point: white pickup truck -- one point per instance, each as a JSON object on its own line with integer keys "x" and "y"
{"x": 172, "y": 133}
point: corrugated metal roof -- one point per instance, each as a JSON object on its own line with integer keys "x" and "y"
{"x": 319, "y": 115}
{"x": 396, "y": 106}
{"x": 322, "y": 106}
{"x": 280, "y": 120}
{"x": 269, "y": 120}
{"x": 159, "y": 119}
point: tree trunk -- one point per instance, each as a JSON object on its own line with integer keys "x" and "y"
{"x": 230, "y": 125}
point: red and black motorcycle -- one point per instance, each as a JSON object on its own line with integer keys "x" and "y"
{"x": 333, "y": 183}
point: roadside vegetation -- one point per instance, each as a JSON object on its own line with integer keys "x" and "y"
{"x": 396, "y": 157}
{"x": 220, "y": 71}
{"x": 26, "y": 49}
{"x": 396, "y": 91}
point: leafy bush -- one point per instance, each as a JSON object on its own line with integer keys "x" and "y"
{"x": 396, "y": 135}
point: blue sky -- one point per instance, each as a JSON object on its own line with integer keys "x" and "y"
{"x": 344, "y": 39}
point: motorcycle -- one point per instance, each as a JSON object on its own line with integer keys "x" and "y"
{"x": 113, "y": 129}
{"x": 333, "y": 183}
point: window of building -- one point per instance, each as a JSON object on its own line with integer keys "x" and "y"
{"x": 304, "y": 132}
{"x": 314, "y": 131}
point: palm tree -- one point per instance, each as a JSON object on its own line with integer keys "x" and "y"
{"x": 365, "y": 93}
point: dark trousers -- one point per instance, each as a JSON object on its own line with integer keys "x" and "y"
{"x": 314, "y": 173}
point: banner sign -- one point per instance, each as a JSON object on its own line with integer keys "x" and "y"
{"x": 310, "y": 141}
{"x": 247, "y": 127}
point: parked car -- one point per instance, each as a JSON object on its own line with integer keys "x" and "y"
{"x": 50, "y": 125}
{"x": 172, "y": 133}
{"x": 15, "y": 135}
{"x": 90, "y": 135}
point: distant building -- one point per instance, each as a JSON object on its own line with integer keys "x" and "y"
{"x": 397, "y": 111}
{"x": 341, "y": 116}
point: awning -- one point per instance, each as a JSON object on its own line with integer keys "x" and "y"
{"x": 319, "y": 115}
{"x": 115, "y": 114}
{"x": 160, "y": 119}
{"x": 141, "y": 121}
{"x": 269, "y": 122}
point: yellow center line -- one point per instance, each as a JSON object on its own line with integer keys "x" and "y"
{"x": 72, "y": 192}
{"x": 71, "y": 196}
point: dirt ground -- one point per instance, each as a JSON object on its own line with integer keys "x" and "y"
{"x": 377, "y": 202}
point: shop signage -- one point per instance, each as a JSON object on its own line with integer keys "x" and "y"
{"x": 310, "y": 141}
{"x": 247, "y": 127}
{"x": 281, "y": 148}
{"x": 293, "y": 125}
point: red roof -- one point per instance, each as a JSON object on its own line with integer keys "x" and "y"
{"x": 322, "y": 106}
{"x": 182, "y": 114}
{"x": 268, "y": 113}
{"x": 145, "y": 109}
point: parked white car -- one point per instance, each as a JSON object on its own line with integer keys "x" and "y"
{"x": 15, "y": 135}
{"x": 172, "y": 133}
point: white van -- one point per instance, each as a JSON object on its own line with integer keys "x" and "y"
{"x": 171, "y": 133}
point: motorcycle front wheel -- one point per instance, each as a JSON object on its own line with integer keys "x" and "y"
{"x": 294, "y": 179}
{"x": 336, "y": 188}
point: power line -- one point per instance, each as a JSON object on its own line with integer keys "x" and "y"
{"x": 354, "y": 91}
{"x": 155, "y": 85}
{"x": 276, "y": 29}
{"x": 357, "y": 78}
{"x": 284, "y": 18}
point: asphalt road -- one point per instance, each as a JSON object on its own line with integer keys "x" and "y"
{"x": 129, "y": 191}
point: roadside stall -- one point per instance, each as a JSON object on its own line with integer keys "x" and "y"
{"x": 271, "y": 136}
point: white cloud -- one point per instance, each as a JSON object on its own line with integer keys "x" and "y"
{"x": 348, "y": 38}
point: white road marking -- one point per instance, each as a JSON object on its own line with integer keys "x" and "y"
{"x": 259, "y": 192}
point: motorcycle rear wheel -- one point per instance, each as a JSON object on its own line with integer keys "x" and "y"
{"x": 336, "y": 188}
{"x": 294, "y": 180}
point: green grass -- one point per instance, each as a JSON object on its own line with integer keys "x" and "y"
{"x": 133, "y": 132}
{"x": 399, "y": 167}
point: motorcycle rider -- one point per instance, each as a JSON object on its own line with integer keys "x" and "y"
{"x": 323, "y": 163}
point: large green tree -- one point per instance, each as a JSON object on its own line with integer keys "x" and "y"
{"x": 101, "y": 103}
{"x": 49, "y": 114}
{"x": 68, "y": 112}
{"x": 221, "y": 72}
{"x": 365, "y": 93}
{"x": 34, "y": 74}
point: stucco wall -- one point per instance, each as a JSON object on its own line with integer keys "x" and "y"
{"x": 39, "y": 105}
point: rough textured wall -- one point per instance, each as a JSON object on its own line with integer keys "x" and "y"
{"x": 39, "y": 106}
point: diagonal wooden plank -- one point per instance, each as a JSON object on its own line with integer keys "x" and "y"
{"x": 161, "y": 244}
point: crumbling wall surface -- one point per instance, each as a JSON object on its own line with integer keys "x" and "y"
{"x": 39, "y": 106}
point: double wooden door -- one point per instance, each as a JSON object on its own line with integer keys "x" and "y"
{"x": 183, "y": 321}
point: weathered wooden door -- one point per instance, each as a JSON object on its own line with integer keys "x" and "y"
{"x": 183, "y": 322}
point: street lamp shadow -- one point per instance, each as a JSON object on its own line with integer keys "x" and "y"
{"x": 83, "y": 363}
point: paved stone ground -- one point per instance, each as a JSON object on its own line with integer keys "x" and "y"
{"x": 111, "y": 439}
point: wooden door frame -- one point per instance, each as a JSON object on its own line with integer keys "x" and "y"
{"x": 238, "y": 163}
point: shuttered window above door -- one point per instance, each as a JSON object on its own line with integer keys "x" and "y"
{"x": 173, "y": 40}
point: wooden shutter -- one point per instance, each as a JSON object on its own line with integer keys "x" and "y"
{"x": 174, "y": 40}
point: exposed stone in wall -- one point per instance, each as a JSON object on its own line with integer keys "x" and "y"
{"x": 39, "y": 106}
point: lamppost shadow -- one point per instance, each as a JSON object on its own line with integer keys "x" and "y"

- - -

#### Problem description:
What's wanted is each line above, transcribed with nothing altered.

#### Task output:
point: white pickup truck -- one point per instance, each as a JSON object on its own line with integer keys "x" and "y"
{"x": 172, "y": 133}
point: corrugated metal roof -- one point per instance, each as a JSON object on its own line with integer keys "x" and "y"
{"x": 319, "y": 115}
{"x": 396, "y": 106}
{"x": 322, "y": 106}
{"x": 280, "y": 120}
{"x": 269, "y": 120}
{"x": 159, "y": 119}
point: tree trunk -- one point per instance, each as a JSON object on its own line with integer keys "x" and "y"
{"x": 230, "y": 125}
point: red and black motorcycle -- one point per instance, each as a JSON object on its own line with integer keys "x" and "y"
{"x": 333, "y": 183}
point: roadside vegetation -- one point per instance, each as a JSON object on its own line with integer keys "x" and "y"
{"x": 396, "y": 157}
{"x": 220, "y": 71}
{"x": 26, "y": 49}
{"x": 396, "y": 91}
point: leafy bush -- one point per instance, each as a JSON object on its own line with integer keys "x" and "y"
{"x": 396, "y": 135}
point: blue sky -- one point per instance, each as a JSON object on its own line with integer keys "x" and "y"
{"x": 344, "y": 39}
point: motorcycle -- one point per instance, each as a JSON object on its own line with integer keys "x" and "y"
{"x": 113, "y": 129}
{"x": 333, "y": 183}
point: window of building -- one point per instance, each as a JSON object on its own line with integer keys "x" and "y"
{"x": 304, "y": 132}
{"x": 314, "y": 131}
point: palm tree -- one point per instance, each as a JSON object on its own line with integer keys "x" and "y"
{"x": 365, "y": 93}
point: dark trousers -- one point per instance, each as a JSON object on its own line with integer keys "x" and "y"
{"x": 314, "y": 173}
point: banner sign -- one point per instance, each as a JSON object on its own line with integer keys "x" and "y"
{"x": 310, "y": 141}
{"x": 247, "y": 127}
point: parked car -- one point per instance, each as a JSON object on its own line with integer keys "x" and "y"
{"x": 50, "y": 125}
{"x": 172, "y": 133}
{"x": 15, "y": 135}
{"x": 90, "y": 135}
point: distant building -- one point per instance, each as a JSON object on its own line with integer keys "x" and "y"
{"x": 397, "y": 111}
{"x": 341, "y": 116}
point: awning -- one point per instance, each as a JSON object on its own line with integer keys "x" and "y"
{"x": 319, "y": 115}
{"x": 115, "y": 114}
{"x": 160, "y": 119}
{"x": 141, "y": 121}
{"x": 269, "y": 122}
point: yellow center line -- one point per instance, each as a JSON object on its own line with integer keys "x" and "y"
{"x": 72, "y": 192}
{"x": 71, "y": 196}
point: dirt ground -- one point per instance, each as a JSON object on its own line with integer keys "x" and "y"
{"x": 377, "y": 202}
point: shop signage -- one point per instance, each as a JSON object on its own line with integer keys "x" and "y"
{"x": 310, "y": 141}
{"x": 247, "y": 127}
{"x": 281, "y": 148}
{"x": 293, "y": 125}
point: red roof -- one point per instance, each as a JSON object on its own line with integer keys "x" and "y"
{"x": 322, "y": 106}
{"x": 182, "y": 114}
{"x": 268, "y": 113}
{"x": 145, "y": 109}
point: parked white car -- one point per instance, each as a JSON object on its own line with integer keys "x" and "y"
{"x": 15, "y": 135}
{"x": 172, "y": 133}
point: white van -- one point per instance, each as a JSON object on its own line with integer keys "x" and "y"
{"x": 171, "y": 133}
point: motorcycle front wheel -- one point per instance, each as a JSON object on its own line with integer keys "x" and "y"
{"x": 294, "y": 179}
{"x": 336, "y": 188}
point: power line -- one point per instance, each as a JSON object on its own line with integer keys "x" and "y"
{"x": 354, "y": 91}
{"x": 155, "y": 85}
{"x": 276, "y": 29}
{"x": 357, "y": 78}
{"x": 284, "y": 18}
point: asphalt road -- one point per instance, each as a JSON object on its own line with integer keys "x" and "y"
{"x": 129, "y": 191}
point: roadside stall -- one point per instance, each as a JSON object on its own line with integer keys "x" and "y"
{"x": 271, "y": 136}
point: white cloud -- one point per instance, each as a JSON object on its own line with integer keys "x" and "y"
{"x": 348, "y": 38}
point: white road marking -- one point per instance, each as a JSON object on its own line with integer keys "x" and "y"
{"x": 259, "y": 192}
point: motorcycle rear wheel -- one point per instance, each as a JSON object on its own line with integer keys "x" and "y"
{"x": 336, "y": 188}
{"x": 294, "y": 180}
point: green grass -- one point per instance, each as a JSON object on its own line with integer keys "x" and "y"
{"x": 133, "y": 132}
{"x": 399, "y": 167}
point: motorcycle rider -- one point per instance, each as a JSON object on its own line with integer keys "x" and "y"
{"x": 323, "y": 163}
point: large green tree -- one point per instance, each as a JSON object on its own line with integer keys "x" and "y"
{"x": 101, "y": 103}
{"x": 49, "y": 114}
{"x": 68, "y": 112}
{"x": 221, "y": 72}
{"x": 365, "y": 93}
{"x": 34, "y": 74}
point: stucco wall -- one point per instance, each as a JSON object on its own line with integer keys "x" and "y"
{"x": 39, "y": 105}
point: rough textured wall -- one point per instance, each as a JSON object on its own line with integer keys "x" and "y"
{"x": 39, "y": 106}
point: diagonal wooden plank -- one point per instance, each as a JSON object on its own line with integer keys "x" and "y"
{"x": 161, "y": 244}
point: crumbling wall surface -- one point per instance, each as a JSON object on its own line with integer keys "x" and "y"
{"x": 39, "y": 106}
point: double wooden door -- one point per instance, each as a JSON object on its own line with integer keys "x" and "y"
{"x": 183, "y": 321}
point: weathered wooden door -- one point per instance, each as a JSON object on its own line with integer keys "x" and "y"
{"x": 183, "y": 322}
point: street lamp shadow -- one point per instance, each as a JSON object on its own line with integer keys "x" and "y"
{"x": 83, "y": 363}
point: paved stone ground -- one point per instance, each as a JSON object on its own line with integer keys "x" and "y"
{"x": 111, "y": 439}
point: wooden door frame -- one point per instance, each as a JSON object on its own line with integer keys "x" and "y"
{"x": 238, "y": 163}
point: shuttered window above door -- one point per instance, each as a JSON object on its own line with integer keys "x" and "y"
{"x": 173, "y": 40}
point: wooden shutter -- one point per instance, each as a JSON object on its own line with integer keys "x" and "y"
{"x": 174, "y": 40}
point: exposed stone in wall -- one point per instance, each as a JSON object on its own line with integer keys "x" and "y"
{"x": 39, "y": 106}
point: lamppost shadow -- one point per instance, each as a JSON object on its own line with integer keys "x" and "y"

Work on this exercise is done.